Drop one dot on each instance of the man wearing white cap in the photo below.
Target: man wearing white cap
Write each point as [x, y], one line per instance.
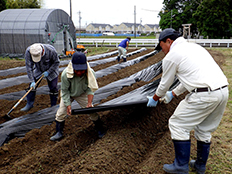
[201, 110]
[42, 59]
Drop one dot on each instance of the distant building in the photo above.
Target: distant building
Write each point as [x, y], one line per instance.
[98, 28]
[122, 28]
[130, 28]
[149, 28]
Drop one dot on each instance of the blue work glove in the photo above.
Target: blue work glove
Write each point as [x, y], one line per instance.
[45, 73]
[32, 85]
[151, 102]
[168, 97]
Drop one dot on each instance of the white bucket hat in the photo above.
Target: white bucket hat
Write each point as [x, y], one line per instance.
[36, 52]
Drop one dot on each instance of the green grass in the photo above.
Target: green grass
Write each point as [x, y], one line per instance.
[220, 159]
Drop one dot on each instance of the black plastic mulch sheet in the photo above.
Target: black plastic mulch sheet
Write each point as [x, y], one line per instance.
[19, 126]
[44, 90]
[137, 97]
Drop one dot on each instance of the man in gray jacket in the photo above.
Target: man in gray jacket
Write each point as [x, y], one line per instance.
[41, 59]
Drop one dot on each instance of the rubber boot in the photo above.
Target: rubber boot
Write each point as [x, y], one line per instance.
[202, 155]
[98, 125]
[53, 99]
[182, 154]
[30, 101]
[59, 131]
[118, 58]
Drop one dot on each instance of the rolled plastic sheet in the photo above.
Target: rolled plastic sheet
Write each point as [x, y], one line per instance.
[117, 67]
[112, 88]
[18, 127]
[137, 97]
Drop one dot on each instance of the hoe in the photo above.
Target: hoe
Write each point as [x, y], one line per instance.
[7, 116]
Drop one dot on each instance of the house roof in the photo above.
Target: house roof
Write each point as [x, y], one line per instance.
[100, 25]
[152, 25]
[131, 24]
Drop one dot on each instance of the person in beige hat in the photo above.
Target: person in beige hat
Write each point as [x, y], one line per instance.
[78, 83]
[41, 59]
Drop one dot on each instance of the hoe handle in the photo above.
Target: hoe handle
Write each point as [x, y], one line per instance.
[23, 96]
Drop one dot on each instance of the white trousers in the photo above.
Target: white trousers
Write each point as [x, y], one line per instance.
[201, 111]
[122, 51]
[82, 100]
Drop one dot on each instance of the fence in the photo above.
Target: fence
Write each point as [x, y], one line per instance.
[108, 42]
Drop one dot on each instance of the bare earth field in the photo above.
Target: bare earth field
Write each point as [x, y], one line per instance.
[137, 140]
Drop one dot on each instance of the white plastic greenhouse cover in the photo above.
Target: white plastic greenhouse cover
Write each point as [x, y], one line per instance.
[19, 28]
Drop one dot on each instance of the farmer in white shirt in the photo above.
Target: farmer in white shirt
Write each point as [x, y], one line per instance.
[202, 109]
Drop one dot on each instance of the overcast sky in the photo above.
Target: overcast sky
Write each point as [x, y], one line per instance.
[109, 12]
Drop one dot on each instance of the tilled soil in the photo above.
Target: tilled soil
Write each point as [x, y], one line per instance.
[137, 138]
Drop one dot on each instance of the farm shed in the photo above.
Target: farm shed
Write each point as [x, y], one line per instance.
[20, 28]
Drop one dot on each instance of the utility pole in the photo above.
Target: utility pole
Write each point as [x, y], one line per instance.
[135, 22]
[171, 19]
[71, 9]
[79, 26]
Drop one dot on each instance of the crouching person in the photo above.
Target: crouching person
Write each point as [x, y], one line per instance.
[78, 83]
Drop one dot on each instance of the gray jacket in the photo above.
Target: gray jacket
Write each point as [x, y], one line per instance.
[49, 62]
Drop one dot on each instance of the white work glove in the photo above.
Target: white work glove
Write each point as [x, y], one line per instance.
[168, 97]
[45, 73]
[151, 102]
[32, 85]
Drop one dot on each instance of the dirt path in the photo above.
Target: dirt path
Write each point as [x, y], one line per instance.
[137, 140]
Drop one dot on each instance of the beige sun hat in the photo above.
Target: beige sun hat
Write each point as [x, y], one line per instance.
[36, 52]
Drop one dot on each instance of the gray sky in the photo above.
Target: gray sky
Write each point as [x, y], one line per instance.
[109, 12]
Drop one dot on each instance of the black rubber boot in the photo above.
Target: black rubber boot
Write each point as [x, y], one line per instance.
[53, 98]
[182, 154]
[202, 156]
[118, 58]
[30, 101]
[98, 125]
[59, 131]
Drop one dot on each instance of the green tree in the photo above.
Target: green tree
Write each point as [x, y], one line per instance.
[3, 5]
[214, 18]
[23, 4]
[178, 12]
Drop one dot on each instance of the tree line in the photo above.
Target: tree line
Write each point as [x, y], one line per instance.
[208, 18]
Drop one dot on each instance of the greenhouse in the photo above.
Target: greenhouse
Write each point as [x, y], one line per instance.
[19, 28]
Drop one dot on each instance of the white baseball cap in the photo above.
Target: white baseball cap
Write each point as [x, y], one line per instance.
[36, 52]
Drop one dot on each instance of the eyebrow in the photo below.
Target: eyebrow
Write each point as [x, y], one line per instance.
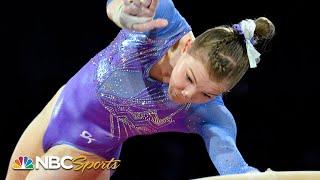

=====

> _What is being asked_: Extract each line of the rows above that contains the string "shirt".

> _The answer_:
Drop one dot on each instance of the farmer in white shirt in the photo above.
Target: farmer in white shirt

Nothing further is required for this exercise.